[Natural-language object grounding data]
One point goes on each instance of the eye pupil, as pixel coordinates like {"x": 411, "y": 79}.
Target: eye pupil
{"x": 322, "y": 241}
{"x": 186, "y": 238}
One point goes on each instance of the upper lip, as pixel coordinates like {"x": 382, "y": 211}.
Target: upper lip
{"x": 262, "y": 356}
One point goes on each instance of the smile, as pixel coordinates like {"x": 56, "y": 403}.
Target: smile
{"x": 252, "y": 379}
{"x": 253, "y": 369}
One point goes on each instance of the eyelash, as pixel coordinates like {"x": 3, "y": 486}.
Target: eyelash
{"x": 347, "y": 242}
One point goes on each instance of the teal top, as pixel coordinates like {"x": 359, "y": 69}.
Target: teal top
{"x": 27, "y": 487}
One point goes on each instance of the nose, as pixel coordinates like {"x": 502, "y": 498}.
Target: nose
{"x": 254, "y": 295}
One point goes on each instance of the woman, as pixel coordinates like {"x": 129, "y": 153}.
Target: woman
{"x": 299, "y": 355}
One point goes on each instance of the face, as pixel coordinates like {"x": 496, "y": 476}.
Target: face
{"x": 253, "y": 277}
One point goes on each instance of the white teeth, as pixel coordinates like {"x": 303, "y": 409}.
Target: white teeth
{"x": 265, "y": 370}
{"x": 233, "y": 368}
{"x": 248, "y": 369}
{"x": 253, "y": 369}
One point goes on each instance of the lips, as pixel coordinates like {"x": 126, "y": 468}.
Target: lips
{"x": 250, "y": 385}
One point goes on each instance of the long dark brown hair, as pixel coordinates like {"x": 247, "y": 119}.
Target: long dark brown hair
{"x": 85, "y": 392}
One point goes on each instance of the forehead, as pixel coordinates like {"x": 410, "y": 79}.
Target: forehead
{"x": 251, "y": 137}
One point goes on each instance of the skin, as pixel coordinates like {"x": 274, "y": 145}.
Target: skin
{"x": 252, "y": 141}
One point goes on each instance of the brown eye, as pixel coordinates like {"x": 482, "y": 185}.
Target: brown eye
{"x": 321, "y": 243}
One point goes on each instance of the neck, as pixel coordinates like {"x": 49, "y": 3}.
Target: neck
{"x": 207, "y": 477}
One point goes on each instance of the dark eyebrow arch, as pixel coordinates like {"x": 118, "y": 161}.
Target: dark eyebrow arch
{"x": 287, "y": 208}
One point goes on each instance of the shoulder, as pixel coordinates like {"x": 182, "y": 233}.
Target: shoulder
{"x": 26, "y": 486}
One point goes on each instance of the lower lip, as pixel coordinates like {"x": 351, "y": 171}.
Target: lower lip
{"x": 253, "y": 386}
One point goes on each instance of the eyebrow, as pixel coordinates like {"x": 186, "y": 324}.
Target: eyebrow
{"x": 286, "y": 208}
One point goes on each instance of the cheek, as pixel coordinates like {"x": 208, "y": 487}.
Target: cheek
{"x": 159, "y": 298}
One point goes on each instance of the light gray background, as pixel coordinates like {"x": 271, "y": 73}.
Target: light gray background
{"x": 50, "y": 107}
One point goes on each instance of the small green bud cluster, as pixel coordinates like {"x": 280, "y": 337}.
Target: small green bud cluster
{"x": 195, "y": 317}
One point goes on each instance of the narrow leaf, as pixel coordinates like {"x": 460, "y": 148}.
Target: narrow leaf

→ Exercise details: The data is to be given again in full, with every line exact.

→ Task result:
One point goes on each instance of the eye pupil, as pixel coordinates like {"x": 411, "y": 79}.
Target: eye pupil
{"x": 322, "y": 241}
{"x": 186, "y": 238}
One point goes on each instance of the upper lip, as pixel coordinates like {"x": 382, "y": 211}.
Target: upper lip
{"x": 262, "y": 356}
One point goes on each instance of the smile, as pixel coordinates like {"x": 56, "y": 403}.
Target: smile
{"x": 252, "y": 379}
{"x": 253, "y": 369}
One point goes on each instance of the eyelash, as pixel coordinates like {"x": 3, "y": 486}.
Target: eyelash
{"x": 347, "y": 242}
One point goes on each instance of the teal top, as pixel coordinates like {"x": 359, "y": 69}.
Target: teal top
{"x": 27, "y": 487}
One point goes on each instance of the nose, as pixel coordinates like {"x": 502, "y": 498}.
Target: nose
{"x": 254, "y": 295}
One point goes on each instance of the woman, as pixel coordinates like {"x": 129, "y": 153}.
Target: woman
{"x": 299, "y": 355}
One point goes on each instance of the face, as pixel coordinates like {"x": 496, "y": 476}.
Target: face
{"x": 253, "y": 277}
One point goes on each instance of the white teeth, as pixel coordinates like {"x": 303, "y": 409}.
Target: white teeth
{"x": 265, "y": 370}
{"x": 233, "y": 368}
{"x": 248, "y": 369}
{"x": 253, "y": 369}
One point goes on each instance of the lips, as pixel coordinates like {"x": 126, "y": 468}.
Target: lips
{"x": 250, "y": 385}
One point goes on each instance of the long dark brown hair, as pixel coordinates like {"x": 247, "y": 119}.
Target: long dark brown hair
{"x": 85, "y": 392}
One point goes on each instance of the forehead, as pixel coordinates like {"x": 410, "y": 79}.
Target: forehead
{"x": 251, "y": 137}
One point goes on each instance of the skin, as pixel coordinates like {"x": 274, "y": 145}.
Target: skin
{"x": 252, "y": 141}
One point goes on each instance of the brown eye, as pixel coordinates like {"x": 482, "y": 185}.
Target: brown eye
{"x": 321, "y": 243}
One point goes on each instance of the neck, as pixel coordinates like {"x": 49, "y": 3}.
Target: neck
{"x": 207, "y": 477}
One point goes on each instance of the dark eyebrow arch, as pixel coordinates like {"x": 118, "y": 161}.
Target: dark eyebrow arch
{"x": 287, "y": 208}
One point goes on each instance of the shoulder, as pixel coordinates like {"x": 182, "y": 233}.
Target: shoulder
{"x": 26, "y": 486}
One point goes on each instance of the lower lip, as pixel coordinates like {"x": 351, "y": 171}.
Target: lower lip
{"x": 253, "y": 386}
One point goes on each instance of the eyebrow, as pixel coordinates like {"x": 186, "y": 324}.
Target: eyebrow
{"x": 286, "y": 208}
One point goes on each instance of the cheek, as pixel coordinates like {"x": 208, "y": 487}.
Target: cheek
{"x": 159, "y": 298}
One point goes on each instance of the light gray background, as pixel coordinates like {"x": 271, "y": 73}.
Target: light gray background
{"x": 50, "y": 107}
One point goes on each instance of the small green bud cluster, as pixel coordinates like {"x": 280, "y": 337}.
Target: small green bud cluster
{"x": 195, "y": 317}
One point goes on each instance of the narrow leaf, as pixel coordinates like {"x": 460, "y": 148}.
Target: narrow leaf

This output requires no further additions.